# DATA RECORDS:
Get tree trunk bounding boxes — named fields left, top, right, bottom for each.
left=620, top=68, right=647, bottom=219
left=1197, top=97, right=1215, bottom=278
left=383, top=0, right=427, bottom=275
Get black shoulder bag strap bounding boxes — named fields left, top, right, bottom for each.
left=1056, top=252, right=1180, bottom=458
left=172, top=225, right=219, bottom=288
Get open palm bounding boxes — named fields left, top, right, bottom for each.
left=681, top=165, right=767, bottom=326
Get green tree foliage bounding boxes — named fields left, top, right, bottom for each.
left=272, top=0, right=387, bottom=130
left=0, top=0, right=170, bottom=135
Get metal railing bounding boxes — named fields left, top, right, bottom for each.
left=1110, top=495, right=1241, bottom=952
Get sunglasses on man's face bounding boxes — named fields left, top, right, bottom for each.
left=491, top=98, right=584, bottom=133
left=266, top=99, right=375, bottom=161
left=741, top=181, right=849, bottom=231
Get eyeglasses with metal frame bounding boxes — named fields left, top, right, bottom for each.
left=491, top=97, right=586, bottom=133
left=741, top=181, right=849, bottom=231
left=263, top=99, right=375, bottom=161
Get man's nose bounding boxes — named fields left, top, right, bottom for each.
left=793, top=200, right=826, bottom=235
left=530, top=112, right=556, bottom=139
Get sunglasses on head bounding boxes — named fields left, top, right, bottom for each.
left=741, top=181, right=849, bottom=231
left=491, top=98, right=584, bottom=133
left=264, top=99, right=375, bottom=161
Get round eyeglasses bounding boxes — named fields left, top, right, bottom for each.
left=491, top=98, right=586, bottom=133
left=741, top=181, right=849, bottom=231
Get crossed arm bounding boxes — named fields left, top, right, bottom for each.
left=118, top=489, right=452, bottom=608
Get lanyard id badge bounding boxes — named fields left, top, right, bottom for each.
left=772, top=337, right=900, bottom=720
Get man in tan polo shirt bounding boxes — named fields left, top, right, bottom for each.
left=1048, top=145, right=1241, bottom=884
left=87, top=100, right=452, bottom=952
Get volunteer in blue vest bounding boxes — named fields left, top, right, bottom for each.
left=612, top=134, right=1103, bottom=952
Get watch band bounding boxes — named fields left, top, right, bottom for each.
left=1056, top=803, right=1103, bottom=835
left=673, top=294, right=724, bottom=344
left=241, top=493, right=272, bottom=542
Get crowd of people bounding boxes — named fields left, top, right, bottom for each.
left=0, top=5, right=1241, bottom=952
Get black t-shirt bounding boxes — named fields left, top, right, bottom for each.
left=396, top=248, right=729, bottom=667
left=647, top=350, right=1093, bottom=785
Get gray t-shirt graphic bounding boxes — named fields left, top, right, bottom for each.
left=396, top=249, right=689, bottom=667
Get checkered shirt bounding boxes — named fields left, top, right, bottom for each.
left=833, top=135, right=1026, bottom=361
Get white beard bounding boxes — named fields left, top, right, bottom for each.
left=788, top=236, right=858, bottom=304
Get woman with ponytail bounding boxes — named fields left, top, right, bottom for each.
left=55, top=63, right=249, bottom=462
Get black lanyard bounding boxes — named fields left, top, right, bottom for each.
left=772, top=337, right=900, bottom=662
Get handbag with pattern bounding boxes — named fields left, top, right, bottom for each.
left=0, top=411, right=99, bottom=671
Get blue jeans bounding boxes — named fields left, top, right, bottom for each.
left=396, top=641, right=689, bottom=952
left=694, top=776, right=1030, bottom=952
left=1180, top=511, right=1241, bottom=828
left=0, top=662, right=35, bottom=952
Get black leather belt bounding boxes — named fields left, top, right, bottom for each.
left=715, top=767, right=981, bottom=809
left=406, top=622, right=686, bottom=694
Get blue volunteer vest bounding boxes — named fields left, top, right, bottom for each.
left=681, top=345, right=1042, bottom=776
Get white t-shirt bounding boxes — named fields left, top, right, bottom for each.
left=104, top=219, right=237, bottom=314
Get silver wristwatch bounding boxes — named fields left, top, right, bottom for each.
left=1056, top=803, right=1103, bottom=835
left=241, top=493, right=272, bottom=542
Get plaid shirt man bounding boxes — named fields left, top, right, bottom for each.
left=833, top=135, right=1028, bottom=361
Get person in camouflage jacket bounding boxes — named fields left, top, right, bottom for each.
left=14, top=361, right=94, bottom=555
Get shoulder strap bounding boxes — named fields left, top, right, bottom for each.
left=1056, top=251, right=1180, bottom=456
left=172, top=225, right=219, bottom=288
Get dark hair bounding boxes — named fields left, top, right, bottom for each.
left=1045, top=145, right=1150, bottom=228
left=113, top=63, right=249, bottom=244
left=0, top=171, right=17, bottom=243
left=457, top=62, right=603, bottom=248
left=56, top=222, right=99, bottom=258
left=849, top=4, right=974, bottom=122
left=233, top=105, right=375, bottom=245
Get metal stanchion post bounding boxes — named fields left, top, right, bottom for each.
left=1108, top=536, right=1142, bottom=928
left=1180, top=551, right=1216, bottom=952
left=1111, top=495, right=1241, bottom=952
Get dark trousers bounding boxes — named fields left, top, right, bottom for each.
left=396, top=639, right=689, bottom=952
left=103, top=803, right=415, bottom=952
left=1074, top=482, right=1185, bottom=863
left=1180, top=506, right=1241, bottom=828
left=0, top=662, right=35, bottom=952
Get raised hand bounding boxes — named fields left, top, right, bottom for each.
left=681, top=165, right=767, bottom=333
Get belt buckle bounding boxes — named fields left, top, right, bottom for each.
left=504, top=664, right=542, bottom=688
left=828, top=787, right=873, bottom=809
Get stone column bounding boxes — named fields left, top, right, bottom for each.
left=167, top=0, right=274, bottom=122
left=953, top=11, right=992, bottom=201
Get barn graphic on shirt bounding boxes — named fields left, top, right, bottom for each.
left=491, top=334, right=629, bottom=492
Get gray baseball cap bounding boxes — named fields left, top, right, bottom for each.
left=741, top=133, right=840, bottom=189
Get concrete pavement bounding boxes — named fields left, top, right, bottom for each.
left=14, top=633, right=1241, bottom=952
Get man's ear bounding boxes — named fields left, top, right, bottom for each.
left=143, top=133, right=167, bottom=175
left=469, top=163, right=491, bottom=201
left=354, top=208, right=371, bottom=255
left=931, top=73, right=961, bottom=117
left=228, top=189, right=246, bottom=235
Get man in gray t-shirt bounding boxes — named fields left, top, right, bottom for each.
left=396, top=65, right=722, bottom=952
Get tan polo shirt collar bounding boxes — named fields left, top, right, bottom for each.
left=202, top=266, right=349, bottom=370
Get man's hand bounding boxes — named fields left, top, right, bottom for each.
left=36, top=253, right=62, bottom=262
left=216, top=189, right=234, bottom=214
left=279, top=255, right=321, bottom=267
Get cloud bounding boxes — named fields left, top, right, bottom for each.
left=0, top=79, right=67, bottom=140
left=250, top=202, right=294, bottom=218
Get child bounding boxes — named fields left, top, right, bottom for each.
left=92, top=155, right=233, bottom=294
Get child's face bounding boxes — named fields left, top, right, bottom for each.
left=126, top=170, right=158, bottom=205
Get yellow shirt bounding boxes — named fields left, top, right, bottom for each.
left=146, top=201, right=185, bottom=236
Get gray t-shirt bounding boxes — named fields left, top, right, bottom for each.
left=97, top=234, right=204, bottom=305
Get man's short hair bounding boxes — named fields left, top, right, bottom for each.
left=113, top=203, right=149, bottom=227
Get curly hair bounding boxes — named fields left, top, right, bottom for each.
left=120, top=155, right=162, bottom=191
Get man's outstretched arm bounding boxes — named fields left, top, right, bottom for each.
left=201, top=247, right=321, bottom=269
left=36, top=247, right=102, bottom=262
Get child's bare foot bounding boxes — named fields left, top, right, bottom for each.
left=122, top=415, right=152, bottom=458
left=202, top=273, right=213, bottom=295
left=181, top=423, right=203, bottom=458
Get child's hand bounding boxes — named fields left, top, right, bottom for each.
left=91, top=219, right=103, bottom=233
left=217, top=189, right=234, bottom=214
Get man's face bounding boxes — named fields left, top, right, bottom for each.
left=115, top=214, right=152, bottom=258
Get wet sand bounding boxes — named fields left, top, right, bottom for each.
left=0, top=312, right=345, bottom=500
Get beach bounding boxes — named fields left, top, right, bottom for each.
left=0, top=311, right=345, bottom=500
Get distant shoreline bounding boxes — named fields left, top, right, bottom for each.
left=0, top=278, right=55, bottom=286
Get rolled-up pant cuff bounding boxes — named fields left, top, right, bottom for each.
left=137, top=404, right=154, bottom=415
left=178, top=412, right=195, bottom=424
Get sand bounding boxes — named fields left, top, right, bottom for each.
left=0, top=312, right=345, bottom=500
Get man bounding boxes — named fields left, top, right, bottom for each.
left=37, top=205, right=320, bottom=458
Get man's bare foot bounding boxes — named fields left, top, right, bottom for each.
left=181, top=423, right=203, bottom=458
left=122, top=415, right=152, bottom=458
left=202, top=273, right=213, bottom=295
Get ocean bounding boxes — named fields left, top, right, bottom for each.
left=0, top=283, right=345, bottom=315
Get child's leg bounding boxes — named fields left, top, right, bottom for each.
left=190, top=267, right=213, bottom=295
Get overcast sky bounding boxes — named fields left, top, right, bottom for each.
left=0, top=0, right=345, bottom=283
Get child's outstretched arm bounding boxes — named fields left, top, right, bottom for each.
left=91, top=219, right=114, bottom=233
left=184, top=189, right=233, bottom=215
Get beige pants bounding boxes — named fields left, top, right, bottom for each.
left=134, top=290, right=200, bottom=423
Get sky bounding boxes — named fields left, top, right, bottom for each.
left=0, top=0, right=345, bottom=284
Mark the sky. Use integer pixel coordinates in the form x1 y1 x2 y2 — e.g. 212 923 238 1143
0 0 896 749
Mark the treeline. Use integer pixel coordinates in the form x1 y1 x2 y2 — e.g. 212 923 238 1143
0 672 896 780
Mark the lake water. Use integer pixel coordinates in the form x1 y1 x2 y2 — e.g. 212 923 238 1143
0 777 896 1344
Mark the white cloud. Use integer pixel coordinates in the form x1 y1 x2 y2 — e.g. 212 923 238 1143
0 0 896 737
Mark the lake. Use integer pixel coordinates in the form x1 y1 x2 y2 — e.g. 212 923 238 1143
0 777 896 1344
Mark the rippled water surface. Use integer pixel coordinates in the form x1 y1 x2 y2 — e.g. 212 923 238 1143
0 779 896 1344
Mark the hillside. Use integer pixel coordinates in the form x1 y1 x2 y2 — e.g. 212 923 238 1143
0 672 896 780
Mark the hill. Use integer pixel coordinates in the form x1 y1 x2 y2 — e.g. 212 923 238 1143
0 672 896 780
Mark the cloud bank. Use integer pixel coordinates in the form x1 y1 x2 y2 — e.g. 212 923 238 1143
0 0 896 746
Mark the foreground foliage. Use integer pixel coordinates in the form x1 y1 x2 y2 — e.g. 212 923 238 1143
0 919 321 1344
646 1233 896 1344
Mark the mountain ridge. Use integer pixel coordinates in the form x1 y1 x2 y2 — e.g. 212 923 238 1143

# TO BE DONE:
Render the lines of the records from the one containing "Get tan polo" through the one containing "left=279, top=255, right=321, bottom=267" as a Markdown table with the columns Row and Text, numbering each line under Row, placing the line itself under Text, and leaving out any blank lines.

# FULL SOLUTION:
| Row | Text |
|---|---|
| 1 | Get tan polo shirt collar bounding boxes — named fields left, top, right, bottom for each. |
| 2 | left=202, top=266, right=349, bottom=370 |
| 3 | Get man's hand bounding boxes — named fields left, top, right, bottom for each. |
| 4 | left=36, top=253, right=62, bottom=262 |
| 5 | left=216, top=189, right=234, bottom=214 |
| 6 | left=279, top=255, right=321, bottom=267 |